THERE’S STILL SOME LIFE LEFT IN THE LEAD SLED: F-4 Phantoms Sought By Private Space Launch Company Starfighters International.

The Kennedy Space Center-based research, test, and now space launch company Starfighters International, which has been flying F-104 Starfighters privately for decades is now, is in the process of acquiring a dozen F-4 Phantoms. The deal would see the iconic third-generation Cold War fighters fly primarily in service of the firm’s space launch operations, which aim to provide rapid and flexible access to low Earth orbit (LEO) for small satellites, as well as suborbital offerings.

Starfighters International began as a company around three decades ago, and grew from doing air shows to becoming largely a research and development support firm with a very unique address. The company and its fleet of antique Mach 2-capable F-104 Starfighters, which includes seven airframes today, moved into Kennedy Space Center in 2007. There they would have access to arguably one of the most famous and largest runways on earth, the Shuttle Landing Facility. Now they are in the process of building a 150,000-square-foot facility in Midland, Texas, to support the firm’s more ambitious space launch aims.

_Information given_
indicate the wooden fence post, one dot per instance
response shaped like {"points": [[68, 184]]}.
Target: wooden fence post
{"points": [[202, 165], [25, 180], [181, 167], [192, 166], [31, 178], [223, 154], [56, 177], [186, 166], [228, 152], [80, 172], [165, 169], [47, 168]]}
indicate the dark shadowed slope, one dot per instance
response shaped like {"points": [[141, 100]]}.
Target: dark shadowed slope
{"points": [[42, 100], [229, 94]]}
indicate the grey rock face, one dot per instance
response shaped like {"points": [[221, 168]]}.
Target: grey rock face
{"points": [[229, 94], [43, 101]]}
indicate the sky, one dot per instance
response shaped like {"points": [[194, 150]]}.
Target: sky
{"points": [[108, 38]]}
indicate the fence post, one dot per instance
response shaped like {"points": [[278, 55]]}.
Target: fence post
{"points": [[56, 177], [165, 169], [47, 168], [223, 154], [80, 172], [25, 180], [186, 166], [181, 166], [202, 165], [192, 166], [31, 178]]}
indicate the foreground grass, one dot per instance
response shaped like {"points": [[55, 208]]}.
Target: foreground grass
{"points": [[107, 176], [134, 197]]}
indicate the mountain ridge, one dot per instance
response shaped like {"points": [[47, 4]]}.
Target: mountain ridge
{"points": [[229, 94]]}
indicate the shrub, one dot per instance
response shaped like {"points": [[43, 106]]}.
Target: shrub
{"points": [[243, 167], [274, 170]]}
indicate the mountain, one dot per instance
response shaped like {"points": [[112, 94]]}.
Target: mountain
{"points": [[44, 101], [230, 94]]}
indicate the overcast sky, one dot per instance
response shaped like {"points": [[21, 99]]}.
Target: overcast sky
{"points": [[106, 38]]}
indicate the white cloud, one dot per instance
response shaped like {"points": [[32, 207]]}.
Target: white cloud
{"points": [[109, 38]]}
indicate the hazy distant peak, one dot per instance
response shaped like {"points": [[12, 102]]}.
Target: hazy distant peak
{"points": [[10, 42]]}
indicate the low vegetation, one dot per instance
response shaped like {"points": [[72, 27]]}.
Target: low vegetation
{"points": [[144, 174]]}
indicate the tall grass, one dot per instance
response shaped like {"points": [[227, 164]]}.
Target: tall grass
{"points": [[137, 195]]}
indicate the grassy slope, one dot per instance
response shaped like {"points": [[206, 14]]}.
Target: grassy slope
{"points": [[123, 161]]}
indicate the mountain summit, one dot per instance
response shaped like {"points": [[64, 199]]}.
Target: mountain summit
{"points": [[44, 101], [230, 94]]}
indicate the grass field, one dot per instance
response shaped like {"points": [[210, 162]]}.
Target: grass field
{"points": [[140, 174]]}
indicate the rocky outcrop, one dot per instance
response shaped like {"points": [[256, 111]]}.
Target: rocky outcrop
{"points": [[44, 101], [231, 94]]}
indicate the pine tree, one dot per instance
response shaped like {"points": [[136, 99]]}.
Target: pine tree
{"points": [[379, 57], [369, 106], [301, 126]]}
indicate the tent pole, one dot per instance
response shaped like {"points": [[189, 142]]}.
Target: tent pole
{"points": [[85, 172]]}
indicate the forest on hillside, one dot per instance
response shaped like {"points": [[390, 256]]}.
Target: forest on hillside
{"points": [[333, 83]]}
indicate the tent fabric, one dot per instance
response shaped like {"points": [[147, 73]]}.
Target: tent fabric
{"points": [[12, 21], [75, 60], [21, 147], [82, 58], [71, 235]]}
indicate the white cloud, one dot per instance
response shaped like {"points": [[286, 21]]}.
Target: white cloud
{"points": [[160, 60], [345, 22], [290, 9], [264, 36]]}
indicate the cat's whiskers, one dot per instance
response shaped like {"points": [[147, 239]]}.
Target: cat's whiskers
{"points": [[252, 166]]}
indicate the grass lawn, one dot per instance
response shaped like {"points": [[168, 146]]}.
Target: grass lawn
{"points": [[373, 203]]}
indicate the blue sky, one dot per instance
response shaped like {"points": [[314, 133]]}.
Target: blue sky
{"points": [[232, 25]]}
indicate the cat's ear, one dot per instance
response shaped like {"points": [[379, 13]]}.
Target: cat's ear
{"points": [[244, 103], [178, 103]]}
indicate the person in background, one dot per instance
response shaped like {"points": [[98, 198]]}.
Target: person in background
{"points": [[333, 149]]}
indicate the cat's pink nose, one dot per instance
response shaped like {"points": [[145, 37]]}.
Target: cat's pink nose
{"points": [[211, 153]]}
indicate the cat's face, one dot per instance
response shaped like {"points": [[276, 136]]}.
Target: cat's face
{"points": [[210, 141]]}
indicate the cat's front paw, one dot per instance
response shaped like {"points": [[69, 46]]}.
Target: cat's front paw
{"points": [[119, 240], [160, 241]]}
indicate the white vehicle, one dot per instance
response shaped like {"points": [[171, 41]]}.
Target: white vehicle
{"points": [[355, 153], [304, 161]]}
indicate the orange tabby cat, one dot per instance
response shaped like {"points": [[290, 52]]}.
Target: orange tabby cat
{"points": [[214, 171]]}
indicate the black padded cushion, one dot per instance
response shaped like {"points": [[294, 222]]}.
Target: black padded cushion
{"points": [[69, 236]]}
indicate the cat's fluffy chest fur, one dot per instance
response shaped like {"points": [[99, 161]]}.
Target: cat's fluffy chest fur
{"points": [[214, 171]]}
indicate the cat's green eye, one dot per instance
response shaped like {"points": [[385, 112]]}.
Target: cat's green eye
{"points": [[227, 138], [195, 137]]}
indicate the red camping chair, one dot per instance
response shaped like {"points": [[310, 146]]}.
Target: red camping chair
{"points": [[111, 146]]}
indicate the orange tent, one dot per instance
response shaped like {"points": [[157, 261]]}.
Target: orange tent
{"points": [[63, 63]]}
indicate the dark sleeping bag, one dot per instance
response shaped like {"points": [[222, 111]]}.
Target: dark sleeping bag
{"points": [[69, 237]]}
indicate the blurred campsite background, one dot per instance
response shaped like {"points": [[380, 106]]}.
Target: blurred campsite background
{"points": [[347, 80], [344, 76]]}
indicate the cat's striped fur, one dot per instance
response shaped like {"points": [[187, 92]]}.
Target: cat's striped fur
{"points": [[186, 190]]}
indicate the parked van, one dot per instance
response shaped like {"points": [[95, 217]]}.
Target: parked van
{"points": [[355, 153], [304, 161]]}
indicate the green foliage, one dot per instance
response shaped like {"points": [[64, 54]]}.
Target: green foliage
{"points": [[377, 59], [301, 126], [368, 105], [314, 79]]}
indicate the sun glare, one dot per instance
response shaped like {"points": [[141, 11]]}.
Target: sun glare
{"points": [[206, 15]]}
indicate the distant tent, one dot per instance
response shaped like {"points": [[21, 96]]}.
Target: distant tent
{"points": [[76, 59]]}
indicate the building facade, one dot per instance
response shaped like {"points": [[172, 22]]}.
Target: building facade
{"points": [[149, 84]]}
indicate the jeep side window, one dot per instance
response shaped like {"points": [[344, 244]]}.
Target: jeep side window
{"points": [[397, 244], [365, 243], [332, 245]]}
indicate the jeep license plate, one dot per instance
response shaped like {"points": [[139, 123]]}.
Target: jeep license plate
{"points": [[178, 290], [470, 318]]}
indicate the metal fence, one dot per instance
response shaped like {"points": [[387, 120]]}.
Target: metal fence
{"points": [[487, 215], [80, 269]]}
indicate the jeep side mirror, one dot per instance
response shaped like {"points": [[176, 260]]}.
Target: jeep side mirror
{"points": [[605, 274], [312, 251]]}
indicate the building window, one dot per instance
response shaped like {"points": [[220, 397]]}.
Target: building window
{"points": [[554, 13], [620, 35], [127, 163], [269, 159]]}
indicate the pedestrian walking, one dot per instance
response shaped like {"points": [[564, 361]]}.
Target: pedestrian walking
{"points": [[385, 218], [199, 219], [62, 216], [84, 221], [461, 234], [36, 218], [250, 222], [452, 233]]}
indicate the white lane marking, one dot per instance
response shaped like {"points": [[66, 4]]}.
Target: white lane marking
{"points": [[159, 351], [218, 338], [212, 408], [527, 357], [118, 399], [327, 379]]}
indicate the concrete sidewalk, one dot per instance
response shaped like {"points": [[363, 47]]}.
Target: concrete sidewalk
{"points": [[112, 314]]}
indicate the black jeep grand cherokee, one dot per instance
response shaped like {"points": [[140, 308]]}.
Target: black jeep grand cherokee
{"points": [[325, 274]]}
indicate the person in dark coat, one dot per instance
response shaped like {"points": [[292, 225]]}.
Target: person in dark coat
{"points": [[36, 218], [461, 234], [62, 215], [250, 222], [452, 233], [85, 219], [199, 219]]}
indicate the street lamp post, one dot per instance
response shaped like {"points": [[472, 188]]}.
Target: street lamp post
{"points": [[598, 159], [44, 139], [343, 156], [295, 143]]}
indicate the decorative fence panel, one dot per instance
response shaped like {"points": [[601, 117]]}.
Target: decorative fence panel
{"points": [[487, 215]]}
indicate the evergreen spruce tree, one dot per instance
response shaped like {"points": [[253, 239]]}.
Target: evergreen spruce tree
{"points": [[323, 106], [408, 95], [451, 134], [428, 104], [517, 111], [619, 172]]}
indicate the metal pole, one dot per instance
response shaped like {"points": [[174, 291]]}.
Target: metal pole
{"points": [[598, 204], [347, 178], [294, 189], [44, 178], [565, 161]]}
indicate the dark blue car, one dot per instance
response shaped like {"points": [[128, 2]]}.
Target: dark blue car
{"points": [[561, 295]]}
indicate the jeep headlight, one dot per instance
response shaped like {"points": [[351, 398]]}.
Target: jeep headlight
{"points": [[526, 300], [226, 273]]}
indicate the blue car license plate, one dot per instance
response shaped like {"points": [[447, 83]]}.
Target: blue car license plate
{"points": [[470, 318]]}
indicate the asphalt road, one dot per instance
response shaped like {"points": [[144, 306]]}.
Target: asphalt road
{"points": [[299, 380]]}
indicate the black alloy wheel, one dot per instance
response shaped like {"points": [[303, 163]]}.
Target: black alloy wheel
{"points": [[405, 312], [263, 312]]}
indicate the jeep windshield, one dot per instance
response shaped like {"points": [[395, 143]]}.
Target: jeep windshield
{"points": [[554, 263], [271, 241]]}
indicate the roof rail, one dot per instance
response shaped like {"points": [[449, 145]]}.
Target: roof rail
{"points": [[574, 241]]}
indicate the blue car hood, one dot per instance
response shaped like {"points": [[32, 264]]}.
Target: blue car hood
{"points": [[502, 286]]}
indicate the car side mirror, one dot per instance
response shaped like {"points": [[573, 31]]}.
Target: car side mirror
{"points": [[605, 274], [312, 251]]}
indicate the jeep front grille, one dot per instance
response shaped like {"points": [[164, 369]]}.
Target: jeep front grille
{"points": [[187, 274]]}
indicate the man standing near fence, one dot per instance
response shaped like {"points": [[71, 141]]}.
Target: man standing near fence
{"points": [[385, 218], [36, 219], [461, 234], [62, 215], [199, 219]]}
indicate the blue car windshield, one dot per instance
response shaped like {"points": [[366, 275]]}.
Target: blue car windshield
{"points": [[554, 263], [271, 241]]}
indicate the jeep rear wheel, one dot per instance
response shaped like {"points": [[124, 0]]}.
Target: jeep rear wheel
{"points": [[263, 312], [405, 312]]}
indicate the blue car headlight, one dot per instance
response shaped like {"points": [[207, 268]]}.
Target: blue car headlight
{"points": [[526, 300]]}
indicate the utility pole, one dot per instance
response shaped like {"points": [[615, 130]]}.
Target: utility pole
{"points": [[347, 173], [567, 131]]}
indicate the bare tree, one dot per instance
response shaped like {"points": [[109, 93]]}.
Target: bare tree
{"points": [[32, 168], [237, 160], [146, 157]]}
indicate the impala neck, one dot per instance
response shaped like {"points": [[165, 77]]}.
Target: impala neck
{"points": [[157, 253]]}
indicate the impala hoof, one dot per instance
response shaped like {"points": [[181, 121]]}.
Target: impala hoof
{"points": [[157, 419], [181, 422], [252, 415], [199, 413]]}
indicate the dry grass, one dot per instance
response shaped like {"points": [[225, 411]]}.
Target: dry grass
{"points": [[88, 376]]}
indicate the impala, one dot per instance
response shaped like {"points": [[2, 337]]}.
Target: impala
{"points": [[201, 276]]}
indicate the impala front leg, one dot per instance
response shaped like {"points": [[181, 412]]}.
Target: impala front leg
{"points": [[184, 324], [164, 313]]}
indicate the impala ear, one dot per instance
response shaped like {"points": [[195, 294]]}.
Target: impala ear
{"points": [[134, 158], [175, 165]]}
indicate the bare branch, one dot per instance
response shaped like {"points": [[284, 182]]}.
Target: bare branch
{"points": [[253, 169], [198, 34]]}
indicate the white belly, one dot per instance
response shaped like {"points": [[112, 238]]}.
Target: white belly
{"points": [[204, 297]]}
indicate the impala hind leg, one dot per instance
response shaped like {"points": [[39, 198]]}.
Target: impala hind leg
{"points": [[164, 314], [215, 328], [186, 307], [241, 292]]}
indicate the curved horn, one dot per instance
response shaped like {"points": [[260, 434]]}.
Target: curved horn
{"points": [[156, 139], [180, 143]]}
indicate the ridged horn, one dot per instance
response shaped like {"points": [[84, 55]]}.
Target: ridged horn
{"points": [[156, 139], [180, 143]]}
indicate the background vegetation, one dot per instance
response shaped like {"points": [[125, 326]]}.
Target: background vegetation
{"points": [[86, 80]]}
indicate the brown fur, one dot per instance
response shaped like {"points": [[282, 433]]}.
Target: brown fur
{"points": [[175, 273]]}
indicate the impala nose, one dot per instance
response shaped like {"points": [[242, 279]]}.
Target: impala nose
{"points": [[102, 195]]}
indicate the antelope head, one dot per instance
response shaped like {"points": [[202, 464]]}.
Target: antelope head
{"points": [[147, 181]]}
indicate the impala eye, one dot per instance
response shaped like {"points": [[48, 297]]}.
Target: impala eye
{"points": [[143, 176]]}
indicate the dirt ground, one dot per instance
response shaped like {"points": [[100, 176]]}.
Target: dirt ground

_What to do_
1 – According to the article on Starfighters International, in what year did the company and its F-104 fleet move into Kennedy Space Center?
2 – In the article on Starfighters International, copy the passage from "The Kennedy Space" up to and including "as suborbital offerings.", substituting "twelve" for "a dozen".

_The responses_
1 – 2007

2 –
The Kennedy Space Center-based research, test, and now space launch company Starfighters International, which has been flying F-104 Starfighters privately for decades is now, is in the process of acquiring twelve F-4 Phantoms. The deal would see the iconic third-generation Cold War fighters fly primarily in service of the firm’s space launch operations, which aim to provide rapid and flexible access to low Earth orbit (LEO) for small satellites, as well as suborbital offerings.